# Work request
Show the lines of the material that contain the word "woman".

# Supplied data
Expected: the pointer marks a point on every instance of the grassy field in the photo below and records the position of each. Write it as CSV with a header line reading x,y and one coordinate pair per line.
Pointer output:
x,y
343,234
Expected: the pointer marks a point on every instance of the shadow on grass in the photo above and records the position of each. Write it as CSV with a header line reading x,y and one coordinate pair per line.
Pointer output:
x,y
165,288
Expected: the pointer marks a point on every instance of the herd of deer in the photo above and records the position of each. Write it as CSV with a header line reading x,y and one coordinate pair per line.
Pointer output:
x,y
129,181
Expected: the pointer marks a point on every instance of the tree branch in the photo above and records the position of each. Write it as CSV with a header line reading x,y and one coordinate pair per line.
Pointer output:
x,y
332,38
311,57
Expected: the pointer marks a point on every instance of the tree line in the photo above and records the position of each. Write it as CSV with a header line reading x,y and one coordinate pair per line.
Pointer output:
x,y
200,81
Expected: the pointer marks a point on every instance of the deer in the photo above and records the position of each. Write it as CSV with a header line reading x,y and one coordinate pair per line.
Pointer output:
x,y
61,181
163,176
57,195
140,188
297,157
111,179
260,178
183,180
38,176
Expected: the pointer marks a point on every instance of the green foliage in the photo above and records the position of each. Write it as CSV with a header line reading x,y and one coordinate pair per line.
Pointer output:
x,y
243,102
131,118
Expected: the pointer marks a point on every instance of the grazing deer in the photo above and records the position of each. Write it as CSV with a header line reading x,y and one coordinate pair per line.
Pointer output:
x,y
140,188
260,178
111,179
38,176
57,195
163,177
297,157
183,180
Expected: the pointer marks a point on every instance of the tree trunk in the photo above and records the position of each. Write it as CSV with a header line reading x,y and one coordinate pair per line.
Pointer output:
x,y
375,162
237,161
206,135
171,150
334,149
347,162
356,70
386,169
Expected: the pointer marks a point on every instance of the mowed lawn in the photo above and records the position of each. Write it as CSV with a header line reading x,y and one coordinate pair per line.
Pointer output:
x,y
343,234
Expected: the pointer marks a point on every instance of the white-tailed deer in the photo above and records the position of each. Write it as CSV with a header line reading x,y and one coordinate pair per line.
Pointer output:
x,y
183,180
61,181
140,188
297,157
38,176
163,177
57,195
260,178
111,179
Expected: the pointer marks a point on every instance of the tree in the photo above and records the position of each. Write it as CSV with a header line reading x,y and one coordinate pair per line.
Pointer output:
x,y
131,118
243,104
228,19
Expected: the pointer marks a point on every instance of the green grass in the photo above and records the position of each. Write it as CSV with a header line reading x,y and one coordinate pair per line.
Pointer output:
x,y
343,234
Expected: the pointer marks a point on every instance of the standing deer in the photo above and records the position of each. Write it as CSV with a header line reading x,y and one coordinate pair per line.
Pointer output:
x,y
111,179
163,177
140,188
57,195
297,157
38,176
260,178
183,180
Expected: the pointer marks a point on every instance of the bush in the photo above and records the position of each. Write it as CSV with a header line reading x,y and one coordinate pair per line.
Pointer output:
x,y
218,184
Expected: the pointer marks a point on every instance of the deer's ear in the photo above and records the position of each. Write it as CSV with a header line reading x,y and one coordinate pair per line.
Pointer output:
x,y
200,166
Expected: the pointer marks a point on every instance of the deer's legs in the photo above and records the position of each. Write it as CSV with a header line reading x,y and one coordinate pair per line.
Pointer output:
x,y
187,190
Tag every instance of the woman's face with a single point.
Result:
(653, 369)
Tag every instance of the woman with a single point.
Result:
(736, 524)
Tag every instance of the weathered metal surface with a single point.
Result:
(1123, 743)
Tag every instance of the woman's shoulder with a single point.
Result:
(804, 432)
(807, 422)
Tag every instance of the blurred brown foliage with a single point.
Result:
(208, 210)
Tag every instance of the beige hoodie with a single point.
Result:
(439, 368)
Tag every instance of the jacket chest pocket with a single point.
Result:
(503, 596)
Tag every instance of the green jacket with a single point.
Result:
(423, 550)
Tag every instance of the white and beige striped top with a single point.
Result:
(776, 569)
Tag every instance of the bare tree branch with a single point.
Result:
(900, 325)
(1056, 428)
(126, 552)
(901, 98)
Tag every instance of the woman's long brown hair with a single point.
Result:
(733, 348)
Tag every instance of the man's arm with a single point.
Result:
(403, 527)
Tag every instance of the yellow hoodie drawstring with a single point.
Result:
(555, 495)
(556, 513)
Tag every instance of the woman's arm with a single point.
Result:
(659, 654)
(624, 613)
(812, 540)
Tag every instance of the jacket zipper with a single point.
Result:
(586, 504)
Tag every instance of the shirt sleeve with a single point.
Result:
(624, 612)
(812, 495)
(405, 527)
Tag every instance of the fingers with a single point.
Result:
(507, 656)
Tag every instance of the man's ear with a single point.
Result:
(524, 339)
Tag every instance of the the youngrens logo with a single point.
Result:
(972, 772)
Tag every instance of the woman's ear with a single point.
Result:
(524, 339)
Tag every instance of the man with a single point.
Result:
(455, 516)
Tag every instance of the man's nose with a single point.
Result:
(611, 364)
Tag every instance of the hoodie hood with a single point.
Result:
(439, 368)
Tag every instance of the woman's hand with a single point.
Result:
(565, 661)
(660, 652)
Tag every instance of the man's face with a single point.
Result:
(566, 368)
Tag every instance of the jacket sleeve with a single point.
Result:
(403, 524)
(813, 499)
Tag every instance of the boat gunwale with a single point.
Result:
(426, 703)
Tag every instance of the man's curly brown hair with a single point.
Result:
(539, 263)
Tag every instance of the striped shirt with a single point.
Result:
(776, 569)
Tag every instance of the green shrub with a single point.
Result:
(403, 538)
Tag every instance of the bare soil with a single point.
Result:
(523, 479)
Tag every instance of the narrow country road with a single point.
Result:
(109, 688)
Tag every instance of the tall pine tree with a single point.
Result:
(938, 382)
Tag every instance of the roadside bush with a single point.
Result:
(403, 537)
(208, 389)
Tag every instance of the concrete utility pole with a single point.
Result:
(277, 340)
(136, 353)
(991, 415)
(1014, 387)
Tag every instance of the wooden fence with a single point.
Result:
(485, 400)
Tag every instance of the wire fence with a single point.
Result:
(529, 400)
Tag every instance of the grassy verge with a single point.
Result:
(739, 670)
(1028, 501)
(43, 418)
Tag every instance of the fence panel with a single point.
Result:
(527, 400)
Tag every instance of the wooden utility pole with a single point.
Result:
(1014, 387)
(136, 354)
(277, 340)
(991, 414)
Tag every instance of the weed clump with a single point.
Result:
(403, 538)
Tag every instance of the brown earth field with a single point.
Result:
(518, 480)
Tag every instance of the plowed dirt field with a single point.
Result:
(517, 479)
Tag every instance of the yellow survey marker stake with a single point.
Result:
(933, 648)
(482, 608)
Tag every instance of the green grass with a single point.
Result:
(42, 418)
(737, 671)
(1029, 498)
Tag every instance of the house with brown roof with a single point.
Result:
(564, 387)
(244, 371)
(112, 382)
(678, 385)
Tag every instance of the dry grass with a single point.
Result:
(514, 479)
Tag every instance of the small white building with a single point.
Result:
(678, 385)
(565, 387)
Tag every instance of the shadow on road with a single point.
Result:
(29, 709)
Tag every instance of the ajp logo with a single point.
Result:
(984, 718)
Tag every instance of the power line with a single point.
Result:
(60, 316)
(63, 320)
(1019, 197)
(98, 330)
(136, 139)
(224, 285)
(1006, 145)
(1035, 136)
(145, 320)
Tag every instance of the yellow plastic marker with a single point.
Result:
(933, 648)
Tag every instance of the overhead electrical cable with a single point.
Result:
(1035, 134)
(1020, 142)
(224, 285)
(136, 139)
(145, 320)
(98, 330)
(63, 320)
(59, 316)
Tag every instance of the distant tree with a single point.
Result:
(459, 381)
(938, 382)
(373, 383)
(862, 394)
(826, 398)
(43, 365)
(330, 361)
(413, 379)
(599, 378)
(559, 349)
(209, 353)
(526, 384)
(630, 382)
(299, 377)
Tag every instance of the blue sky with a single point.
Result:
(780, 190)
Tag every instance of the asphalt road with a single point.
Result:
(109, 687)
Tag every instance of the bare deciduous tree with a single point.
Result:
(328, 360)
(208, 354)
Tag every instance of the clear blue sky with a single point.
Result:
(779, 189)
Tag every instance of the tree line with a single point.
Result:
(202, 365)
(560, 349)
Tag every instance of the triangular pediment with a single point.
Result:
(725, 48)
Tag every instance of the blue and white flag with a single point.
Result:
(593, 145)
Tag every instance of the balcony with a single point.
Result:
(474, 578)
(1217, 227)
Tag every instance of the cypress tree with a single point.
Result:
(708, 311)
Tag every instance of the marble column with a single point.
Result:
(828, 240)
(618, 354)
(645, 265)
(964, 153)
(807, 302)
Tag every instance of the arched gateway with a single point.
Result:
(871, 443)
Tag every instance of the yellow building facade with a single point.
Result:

# Solution to the problem
Tag every instance of the woman's face with a single point.
Tag every instance of the woman with a single point.
Tag every instance of the woman's shoulder with a single point.
Tag every instance of the woman's long brown hair with a single point.
Tag every instance of the woman's arm with a single point.
Tag every instance of the woman's ear with a single point.
Tag every instance of the woman's hand with a single point.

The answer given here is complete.